- _Instruções da tarefa_:
Responda, com base na entrevista, às seguintes perguntas:
(a) Com que frequência se reúnem as pessoas ligadas à Fundación Malcolm Lowry?
(b) Qual é o nome da mesa deste encontro citada pelo entrevistador?
(c) Quem tomou a decisão de trazer o encontro internacional para Portugal?

- _Texto de leitura_:
+ + +
Félix García (esquerda), Jennifer Feller (centro) e Marcelo Teixeira (direita)

Valeu a pena?

– Muito a pena. A melhor prova é aquela que nós podemos testemunhar hoje. Temos casa cheia e alguns, bastantes, dos que estão presentes são amigos que vêm do México que, mais do que serem admiradores do Lowry como eu, são já amigos, naturalmente.  

Então, para quem não conhece esta Fundación Malcolm Lowry no México, na cidade onde se passa o romance “Debaixo do Vulcão” trata-se de quê, um conjunto de pessoas que gostam da obra de Malcolm Lowry e se reúnem frequentemente?

– De certa forma, sim, a última parte é que não é verdade, porque este “frequentemente” é uma vez por ano. É tudo muito informal, chegam pessoas de vários países, umas num ano, outras noutro, outras regressam, às 1 ou 2 ou 3 anos depois, mas acabam sempre por regressar.

Mas juntam-se porquê?

– Juntamo-nos para discutir o “Debaixo do Vulcão”, as outras obras do Malcolm Lowry, sobretudo o “Debaixo do Vulcão” e, no fundo, cada um a cada ano que chega acrescenta um olhar novo àquilo que é a nossa interpretação do livro.

Isso significa que a obra do Malcolm Lowry, não só o livro “Debaixo do Vulcão” continua a suscitar interpretações novas e estudos académicos, apesar de ser uma obra que já tem tantos anos?

– Sem dúvida. O livro “Debaixo do Vulcão” é uma obra tão intensa, tão rica, tem tantas camadas de leitura que mesmo quem leu o livro 1,2,3,4 vezes descobre sempre algo novo, e daí também a sua atualidade.

Se calhar por isso é que há uma mesa neste encontro chamada “Debaixo do Vulcão: Um Livro para Levar para uma Ilha Deserta”. Porque levar este livro para uma ilha deserta, Marcelo Teixeira?

– Porque para alguns de nós, como é o meu caso, é o livro da minha vida, e portanto, quando frequentemente nos é colocada a questão “que livro levarias para uma ilha deserta?” eu levaria naturalmente o “Debaixo do Vulcão”, e sei que está nas prioridades de outras pessoas. O que isso significa basicamente é que é um livro eleito, pode ser o primeiro, pode ser o segundo, mas é um livro de eleição. É um dos grandes livros do Século XX.

E diria que é o livro da sua vida porquê?

– Isso seria conversa para muito tempo. É um livro que tem vários níveis de leitura, é um livro que tem um leque de referências eruditas absolutamente extraordinário porque vai de encontro àquilo que é a nossa humanidade: o que tem de cruel, o que tem de bom, o que tem de idílico, o que tem de irracional, de ilógico também.

Como é que surgiu a ideia de trazer este encontro internacional para Portugal?

Foi uma decisão coletiva. Começámos a pensar um dia internacionalizar o encontro e, “onde é que se faz? Onde é que não se faz?”, e eu se calhar devo ser aquele que tem mais cara de totó e disseram “o Marcelo faz em Lisboa”, e então veio, mas a decisão não é minha, foi tomada coletivamente.

E está contente por receber este encontro em Lisboa?
+ + +
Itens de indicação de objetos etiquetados
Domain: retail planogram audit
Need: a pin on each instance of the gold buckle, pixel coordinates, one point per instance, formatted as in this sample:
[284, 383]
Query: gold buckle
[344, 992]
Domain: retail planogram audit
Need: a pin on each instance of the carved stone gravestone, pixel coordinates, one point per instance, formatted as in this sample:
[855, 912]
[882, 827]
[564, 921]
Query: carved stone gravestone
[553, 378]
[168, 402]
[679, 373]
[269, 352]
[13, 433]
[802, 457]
+ + +
- _Resposta do exercício_:
(a) Uma vez por ano.
(b) "Debaixo do Vulcão: Um Livro para Levar para uma Ilha Deserta".
(c) A decisão foi tomada coletivamente, e não apenas por Marcelo Teixeira.